==== TESTO DA LEGGERE ====
Che cosa hanno in comune un concerto pop, una partita di calcio e un’assemblea di cristiani? Sono tutti e tre luoghi di incontro in cui si canta.
Traduzione dal tedesco: Italo L. Cherubini
Questo è tanto più significativo in quanto nelle società occidentali di oggi ci sono pochi spazi e opportunità per cantare insieme in modo informale e senza particolari esigenze o aspettative.
Siamo una comunità
Nessuno deve preoccuparsi di non cantare abbastanza bene, perché non si tratta di una «performance» artistica, né di esibirsi davanti a un pubblico. Qui gli ascoltatori sono i cantanti stessi. Il loro canto permette loro di essere parte dell’evento, di parteciparvi attivamente e di identificarsi emotivamente con esso. Chi canta una canzone di Taylor Swift si dichiara «Swiftie»; chi canta allo stadio sostiene la propria squadra e si dichiara tifoso.

Cantare nella comunità cristiana significa anche partecipare, identificarsi e impegnarsi. Cantando prendiamo parte alla liturgia, portiamo avanti la liturgia insieme, esprimiamo la nostra fede collettivamente.
Non ci devono essere pressioni da parte del gruppo, la singola persona deve essere libera in ogni momento di decidere se e in che misura vuole cantare. Il comportamento canoro della singola persona non deve essere usato per trarre conclusioni sul suo livello di fede. Le ragioni per cui una persona non vuole cantare possono essere molteplici. Il modo in cui una comunità canta nel suo insieme può comunque essere considerato un indicatore della sua vitalità. «Nel canto, la Chiesa e i cristiani fanno sapere che credono, a chi credono, cosa credono e come credono.»1
Abbiamo una lunga tradizione
Il canto comune si ritrova in tutta la storia ebraico-cristiana. È inteso come una risposta spirituale a un’esperienza esistenziale condivisa con Dio. Ciò che non può essere detto con le sole parole richiede il canto. Questo può assumere la forma di lode e ringraziamento, petizione o lamento.2
Dopo la liberazione dalla schiavitù e il passaggio del Mar Rosso, Mosè, Miriam e gli israeliti intonarono un canto di vittoria (Esodo 15). I Salmi sono in gran parte canti. Anche Gesù li avrà cantati; ci sono prove bibliche che egli abbia intonato un canto di lode con i suoi discepoli dopo l’ultima cena (Vangelo di Marco 14,26).
====
◆ COMPITI DA SVOLGERE
A - Riscrivi senza alcuna modifica le righe dei record dalla prima fino a quella che contiene "(1001, 521)", entrambe incluse, e lascia fuori le immagini dalla risposta.
B - Prosegui il testo sul canto nella comunità cristiana partendo subito dopo la sua ultima frase.
==== RIGHE SALVATE ====
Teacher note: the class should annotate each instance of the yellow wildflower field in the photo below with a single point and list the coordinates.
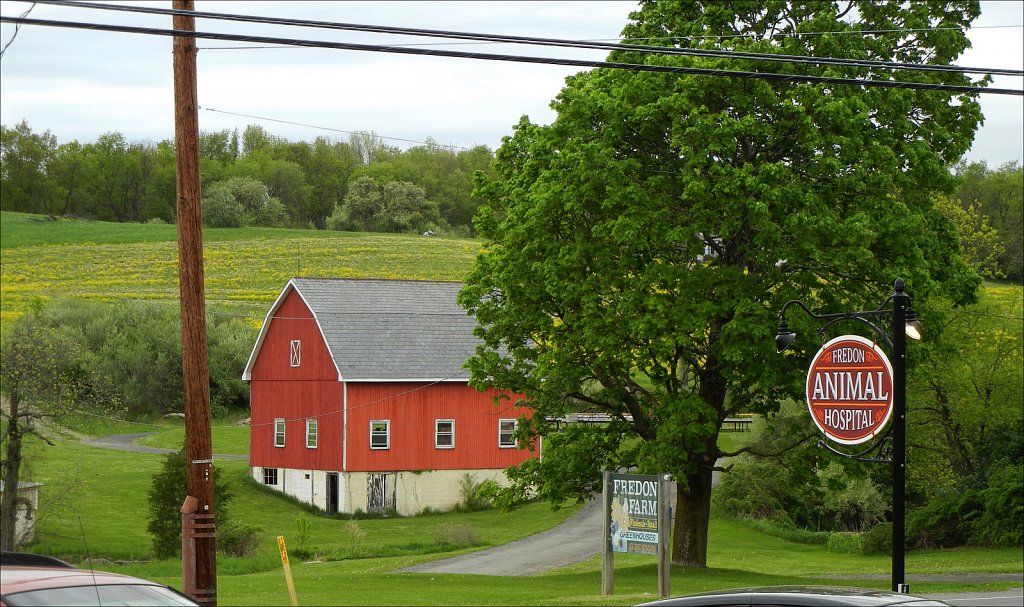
(243, 276)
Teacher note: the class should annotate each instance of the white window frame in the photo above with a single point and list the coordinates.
(438, 434)
(386, 434)
(503, 444)
(312, 429)
(279, 432)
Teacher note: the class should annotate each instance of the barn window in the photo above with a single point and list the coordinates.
(279, 432)
(311, 434)
(380, 434)
(506, 433)
(444, 434)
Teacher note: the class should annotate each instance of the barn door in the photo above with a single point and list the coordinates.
(380, 492)
(332, 492)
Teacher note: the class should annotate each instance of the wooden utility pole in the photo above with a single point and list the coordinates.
(199, 563)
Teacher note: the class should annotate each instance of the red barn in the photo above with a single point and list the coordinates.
(359, 399)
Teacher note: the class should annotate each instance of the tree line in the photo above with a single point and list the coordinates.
(252, 178)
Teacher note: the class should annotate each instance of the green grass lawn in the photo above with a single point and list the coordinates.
(95, 503)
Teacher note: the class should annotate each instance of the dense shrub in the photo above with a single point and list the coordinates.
(844, 542)
(166, 495)
(134, 351)
(878, 539)
(239, 540)
(945, 521)
(1001, 521)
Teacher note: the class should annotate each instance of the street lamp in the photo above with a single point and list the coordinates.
(904, 324)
====
◆ RISPOSTE PER COMPITO
A -
Teacher note: the class should annotate each instance of the yellow wildflower field in the photo below with a single point and list the coordinates.
(243, 276)
Teacher note: the class should annotate each instance of the white window frame in the photo above with a single point and list the coordinates.
(438, 434)
(386, 434)
(503, 444)
(312, 429)
(279, 432)
Teacher note: the class should annotate each instance of the barn window in the photo above with a single point and list the coordinates.
(279, 432)
(311, 434)
(380, 434)
(506, 433)
(444, 434)
Teacher note: the class should annotate each instance of the barn door in the photo above with a single point and list the coordinates.
(380, 492)
(332, 492)
Teacher note: the class should annotate each instance of the wooden utility pole in the photo above with a single point and list the coordinates.
(199, 563)
Teacher note: the class should annotate each instance of the red barn in the photo above with a single point and list the coordinates.
(359, 399)
Teacher note: the class should annotate each instance of the tree line in the photo above with a single point and list the coordinates.
(252, 178)
Teacher note: the class should annotate each instance of the green grass lawn in the photo above with a single point and list the coordinates.
(95, 503)
Teacher note: the class should annotate each instance of the dense shrub in the photo above with a single point and list the coordinates.
(844, 542)
(166, 495)
(134, 351)
(878, 539)
(239, 540)
(945, 521)
(1001, 521)

B -
Il Nuovo Testamento contiene canti che probabilmente venivano intonati durante la celebrazione liturgica (ad esempio Lettera ai Filippesi 2,5-11). Nelle lettere degli apostoli, le comunità sono ripetutamente invitate a cantare: «Cantate a Dio salmi, inni e canti spirituali con gratitudine nei vostri cuori!». (ad esempio, Lettera ai Colossesi 3,16). Secondo un rapporto del governatore romano Plinio all’imperatore Traiano, il canto di inni sarebbe stato una caratteristica della comunità cristiana nel I secolo.3

Nella Chiesa c’erano anche voci critiche che volevano limitare e controllare il canto della comunità. Con lo sviluppo della liturgia a partire dal IV secolo, il canto fu gradualmente affidato a specialisti: il cantore e la schola che appartenevano al clero e ai religiosi. Tuttavia, la comunità ha sempre trovato il modo di partecipare con acclamazioni o canti popolari. I più antichi inni in lingua tedesca, chiamati «Leisen», nati da aggiunte al «Kyrie eleison», ne sono la prova.4
Mi emoziona il fatto che ancora oggi cantiamo questi e altri antichi inni e ci sentiamo così in relazione con i nostri fratelli e sorelle nella fede che hanno vissuto secoli prima di noi.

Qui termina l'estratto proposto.